* **TASK BRIEF**
Your reply should hold only the lines from the one containing "in water, one point per instance." to the final line of the listing below, restated word for word.

* **DATA EXCERPTS**
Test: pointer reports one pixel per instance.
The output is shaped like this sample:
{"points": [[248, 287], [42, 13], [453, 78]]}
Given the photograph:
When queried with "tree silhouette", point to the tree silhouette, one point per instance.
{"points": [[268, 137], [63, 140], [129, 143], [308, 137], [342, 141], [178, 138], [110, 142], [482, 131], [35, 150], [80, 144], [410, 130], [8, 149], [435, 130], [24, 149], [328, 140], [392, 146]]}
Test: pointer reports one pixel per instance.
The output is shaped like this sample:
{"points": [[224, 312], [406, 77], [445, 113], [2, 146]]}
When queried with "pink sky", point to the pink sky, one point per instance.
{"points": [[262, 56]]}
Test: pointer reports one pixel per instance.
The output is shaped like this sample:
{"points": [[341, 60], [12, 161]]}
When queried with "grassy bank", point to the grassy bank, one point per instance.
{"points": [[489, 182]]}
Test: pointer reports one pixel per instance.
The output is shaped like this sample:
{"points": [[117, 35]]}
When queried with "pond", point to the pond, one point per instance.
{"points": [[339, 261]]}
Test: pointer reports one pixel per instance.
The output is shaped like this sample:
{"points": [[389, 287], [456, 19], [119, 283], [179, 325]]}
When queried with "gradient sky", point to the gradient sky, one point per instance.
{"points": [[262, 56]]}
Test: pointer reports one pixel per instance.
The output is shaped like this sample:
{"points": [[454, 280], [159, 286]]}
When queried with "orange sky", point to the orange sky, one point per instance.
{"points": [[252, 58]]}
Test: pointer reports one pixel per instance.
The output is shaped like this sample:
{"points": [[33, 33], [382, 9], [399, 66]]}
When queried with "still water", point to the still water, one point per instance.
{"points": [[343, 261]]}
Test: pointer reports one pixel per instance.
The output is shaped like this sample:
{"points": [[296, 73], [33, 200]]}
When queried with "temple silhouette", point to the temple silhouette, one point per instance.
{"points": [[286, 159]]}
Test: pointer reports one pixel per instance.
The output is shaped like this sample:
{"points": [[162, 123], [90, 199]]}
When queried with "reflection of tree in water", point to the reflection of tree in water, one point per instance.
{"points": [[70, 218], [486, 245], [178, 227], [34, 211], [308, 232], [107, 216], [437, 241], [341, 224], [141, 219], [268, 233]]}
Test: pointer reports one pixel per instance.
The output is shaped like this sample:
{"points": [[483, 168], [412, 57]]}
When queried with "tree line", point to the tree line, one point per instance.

* **RESPONSE AREA**
When queried with "reflection of tree in water", point to the reflection of tree in water, one point per instance.
{"points": [[70, 218], [486, 245], [178, 227], [34, 211], [308, 232], [107, 216], [437, 241], [341, 224], [141, 219], [268, 233]]}
Test: pointer reports one pixel per instance.
The output is shaped like this sample:
{"points": [[483, 168], [412, 57]]}
When queried with "tree line", point to the tree line, one point per instance.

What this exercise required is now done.